Data shown -
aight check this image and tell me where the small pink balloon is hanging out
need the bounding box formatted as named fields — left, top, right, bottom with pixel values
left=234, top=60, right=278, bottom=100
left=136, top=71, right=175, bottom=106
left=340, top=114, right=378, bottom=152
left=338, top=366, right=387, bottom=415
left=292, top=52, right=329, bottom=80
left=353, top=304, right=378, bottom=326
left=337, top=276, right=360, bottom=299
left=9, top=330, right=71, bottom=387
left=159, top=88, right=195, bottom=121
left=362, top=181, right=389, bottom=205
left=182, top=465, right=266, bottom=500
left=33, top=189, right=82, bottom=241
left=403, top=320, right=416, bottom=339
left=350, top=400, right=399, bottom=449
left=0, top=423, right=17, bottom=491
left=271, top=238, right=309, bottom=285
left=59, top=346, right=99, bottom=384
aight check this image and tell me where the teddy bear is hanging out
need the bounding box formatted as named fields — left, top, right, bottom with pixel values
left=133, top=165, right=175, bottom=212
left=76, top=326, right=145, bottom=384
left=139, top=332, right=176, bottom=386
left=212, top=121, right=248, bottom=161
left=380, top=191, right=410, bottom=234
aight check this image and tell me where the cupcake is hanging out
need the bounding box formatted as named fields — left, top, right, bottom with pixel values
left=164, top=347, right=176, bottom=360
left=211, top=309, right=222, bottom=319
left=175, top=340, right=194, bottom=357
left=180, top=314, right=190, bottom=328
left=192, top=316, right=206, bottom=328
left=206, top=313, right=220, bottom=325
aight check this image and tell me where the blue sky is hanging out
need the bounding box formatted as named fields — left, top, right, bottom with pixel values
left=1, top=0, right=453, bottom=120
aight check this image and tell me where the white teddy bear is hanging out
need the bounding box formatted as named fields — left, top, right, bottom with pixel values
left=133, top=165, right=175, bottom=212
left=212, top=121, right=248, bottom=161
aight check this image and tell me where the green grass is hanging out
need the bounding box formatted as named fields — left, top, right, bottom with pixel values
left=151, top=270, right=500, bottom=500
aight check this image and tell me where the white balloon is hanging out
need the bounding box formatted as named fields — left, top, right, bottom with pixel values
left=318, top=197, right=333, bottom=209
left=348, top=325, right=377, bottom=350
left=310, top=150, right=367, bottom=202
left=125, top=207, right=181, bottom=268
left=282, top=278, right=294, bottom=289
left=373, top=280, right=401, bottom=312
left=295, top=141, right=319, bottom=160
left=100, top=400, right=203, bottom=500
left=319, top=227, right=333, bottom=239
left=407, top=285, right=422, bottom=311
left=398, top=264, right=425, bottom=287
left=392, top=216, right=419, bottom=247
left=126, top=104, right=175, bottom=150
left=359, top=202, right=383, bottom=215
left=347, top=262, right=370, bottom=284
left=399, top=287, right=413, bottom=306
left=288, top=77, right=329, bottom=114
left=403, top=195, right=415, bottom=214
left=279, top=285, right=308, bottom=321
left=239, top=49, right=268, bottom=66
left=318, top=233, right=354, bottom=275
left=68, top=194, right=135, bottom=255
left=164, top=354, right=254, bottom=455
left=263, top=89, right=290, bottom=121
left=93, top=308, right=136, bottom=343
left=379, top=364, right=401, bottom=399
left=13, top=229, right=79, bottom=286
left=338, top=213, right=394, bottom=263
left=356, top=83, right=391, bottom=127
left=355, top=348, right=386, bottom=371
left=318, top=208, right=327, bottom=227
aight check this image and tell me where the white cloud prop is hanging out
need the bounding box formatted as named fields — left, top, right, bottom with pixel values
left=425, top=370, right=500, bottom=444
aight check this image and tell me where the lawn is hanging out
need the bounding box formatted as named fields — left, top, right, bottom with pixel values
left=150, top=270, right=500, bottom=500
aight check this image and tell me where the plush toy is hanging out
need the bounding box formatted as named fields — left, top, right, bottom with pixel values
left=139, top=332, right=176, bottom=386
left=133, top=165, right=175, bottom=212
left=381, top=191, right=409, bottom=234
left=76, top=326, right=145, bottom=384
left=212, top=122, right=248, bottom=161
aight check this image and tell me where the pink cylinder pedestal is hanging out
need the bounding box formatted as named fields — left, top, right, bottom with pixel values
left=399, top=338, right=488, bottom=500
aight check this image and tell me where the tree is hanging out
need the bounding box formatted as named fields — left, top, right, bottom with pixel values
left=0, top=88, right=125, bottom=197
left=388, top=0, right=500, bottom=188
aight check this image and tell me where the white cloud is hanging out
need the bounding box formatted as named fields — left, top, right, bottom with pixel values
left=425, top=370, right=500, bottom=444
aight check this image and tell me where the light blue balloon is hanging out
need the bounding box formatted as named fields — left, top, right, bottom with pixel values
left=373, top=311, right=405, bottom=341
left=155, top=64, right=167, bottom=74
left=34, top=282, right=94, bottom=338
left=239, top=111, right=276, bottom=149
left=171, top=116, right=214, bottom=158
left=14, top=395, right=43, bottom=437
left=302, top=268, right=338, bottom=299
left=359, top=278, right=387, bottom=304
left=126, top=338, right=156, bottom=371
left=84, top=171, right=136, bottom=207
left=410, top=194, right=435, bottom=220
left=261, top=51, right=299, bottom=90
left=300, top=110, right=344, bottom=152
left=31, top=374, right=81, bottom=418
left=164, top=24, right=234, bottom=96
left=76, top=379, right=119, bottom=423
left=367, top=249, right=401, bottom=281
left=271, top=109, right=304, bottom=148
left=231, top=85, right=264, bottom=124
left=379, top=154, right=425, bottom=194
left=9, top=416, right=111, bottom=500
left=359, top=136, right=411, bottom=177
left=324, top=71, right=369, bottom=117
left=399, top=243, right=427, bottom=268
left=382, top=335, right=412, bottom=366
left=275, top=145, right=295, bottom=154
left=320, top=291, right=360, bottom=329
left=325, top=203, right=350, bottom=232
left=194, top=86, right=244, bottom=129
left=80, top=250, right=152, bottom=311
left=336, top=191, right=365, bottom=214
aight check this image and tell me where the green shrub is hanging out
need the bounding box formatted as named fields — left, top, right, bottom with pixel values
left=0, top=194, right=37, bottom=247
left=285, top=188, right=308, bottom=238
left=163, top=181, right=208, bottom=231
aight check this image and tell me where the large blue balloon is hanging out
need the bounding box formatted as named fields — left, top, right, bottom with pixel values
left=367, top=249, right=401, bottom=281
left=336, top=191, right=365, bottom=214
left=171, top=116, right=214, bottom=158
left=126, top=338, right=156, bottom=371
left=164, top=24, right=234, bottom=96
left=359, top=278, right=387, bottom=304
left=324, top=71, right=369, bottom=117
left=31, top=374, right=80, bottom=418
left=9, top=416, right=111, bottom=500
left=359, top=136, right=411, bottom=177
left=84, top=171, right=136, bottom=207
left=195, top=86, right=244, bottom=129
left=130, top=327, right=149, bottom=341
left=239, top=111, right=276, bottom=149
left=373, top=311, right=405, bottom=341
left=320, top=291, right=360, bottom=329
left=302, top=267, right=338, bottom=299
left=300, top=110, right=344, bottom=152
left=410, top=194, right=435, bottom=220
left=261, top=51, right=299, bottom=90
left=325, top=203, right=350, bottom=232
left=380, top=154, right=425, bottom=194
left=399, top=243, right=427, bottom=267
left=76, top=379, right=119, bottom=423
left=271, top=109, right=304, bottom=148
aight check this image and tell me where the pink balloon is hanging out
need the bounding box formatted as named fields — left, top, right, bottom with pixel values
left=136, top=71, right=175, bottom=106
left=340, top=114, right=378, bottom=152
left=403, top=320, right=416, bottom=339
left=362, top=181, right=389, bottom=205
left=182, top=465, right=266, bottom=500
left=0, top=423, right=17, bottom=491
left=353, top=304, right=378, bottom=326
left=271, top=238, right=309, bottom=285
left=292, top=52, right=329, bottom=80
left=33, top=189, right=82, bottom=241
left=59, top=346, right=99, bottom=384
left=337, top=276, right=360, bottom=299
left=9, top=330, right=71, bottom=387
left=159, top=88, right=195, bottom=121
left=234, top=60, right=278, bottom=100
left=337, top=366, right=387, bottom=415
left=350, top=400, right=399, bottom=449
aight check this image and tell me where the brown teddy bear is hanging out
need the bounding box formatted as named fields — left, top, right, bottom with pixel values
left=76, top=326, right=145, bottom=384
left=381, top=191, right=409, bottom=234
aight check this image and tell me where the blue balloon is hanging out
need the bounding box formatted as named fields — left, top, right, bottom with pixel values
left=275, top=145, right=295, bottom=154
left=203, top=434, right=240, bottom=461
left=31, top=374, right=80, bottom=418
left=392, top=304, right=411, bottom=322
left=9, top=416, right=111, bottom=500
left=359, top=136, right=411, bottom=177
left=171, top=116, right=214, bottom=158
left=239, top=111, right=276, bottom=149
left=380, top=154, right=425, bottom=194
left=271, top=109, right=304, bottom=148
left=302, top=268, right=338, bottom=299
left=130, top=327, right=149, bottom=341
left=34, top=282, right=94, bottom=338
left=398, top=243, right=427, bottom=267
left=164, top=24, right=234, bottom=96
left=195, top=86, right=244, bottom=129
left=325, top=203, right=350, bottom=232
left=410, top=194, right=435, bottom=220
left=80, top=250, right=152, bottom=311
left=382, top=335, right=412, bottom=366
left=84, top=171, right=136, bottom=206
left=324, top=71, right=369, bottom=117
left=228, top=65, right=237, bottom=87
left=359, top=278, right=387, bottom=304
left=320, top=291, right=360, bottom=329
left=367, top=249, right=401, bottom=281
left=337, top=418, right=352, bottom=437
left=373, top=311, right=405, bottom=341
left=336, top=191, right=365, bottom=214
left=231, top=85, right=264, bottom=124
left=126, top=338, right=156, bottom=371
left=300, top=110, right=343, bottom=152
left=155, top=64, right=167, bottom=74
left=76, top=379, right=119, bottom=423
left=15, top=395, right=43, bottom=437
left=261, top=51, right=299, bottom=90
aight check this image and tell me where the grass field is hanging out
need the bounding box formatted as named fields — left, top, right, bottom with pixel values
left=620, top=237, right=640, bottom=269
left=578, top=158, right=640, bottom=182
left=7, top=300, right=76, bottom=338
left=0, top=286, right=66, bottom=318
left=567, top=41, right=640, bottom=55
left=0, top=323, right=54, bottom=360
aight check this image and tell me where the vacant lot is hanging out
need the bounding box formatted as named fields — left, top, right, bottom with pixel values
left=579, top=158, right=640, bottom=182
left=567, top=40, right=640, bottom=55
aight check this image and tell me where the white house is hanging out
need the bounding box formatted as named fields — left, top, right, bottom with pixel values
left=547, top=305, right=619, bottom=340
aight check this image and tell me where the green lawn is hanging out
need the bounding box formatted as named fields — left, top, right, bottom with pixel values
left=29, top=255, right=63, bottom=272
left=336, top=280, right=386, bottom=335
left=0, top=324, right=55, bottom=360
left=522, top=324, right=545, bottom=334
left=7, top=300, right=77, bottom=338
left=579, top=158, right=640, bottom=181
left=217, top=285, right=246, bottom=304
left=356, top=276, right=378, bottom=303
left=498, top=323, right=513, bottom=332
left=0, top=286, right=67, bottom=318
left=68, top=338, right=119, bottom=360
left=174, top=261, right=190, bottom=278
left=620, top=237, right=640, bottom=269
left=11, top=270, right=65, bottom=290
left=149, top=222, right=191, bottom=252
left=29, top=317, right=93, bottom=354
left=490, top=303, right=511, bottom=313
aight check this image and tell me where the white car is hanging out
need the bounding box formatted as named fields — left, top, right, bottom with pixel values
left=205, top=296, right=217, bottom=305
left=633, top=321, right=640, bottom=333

Assigned task - Lines in the records above that carry the word "pink" are to be located and copied.

Result of the exercise -
aight check this image and tell me where the small pink balloon is hanging out
aight check this image and tell me where the pink cylinder pedestal is hanging out
aight check this image and tell me where the pink balloon is hanging out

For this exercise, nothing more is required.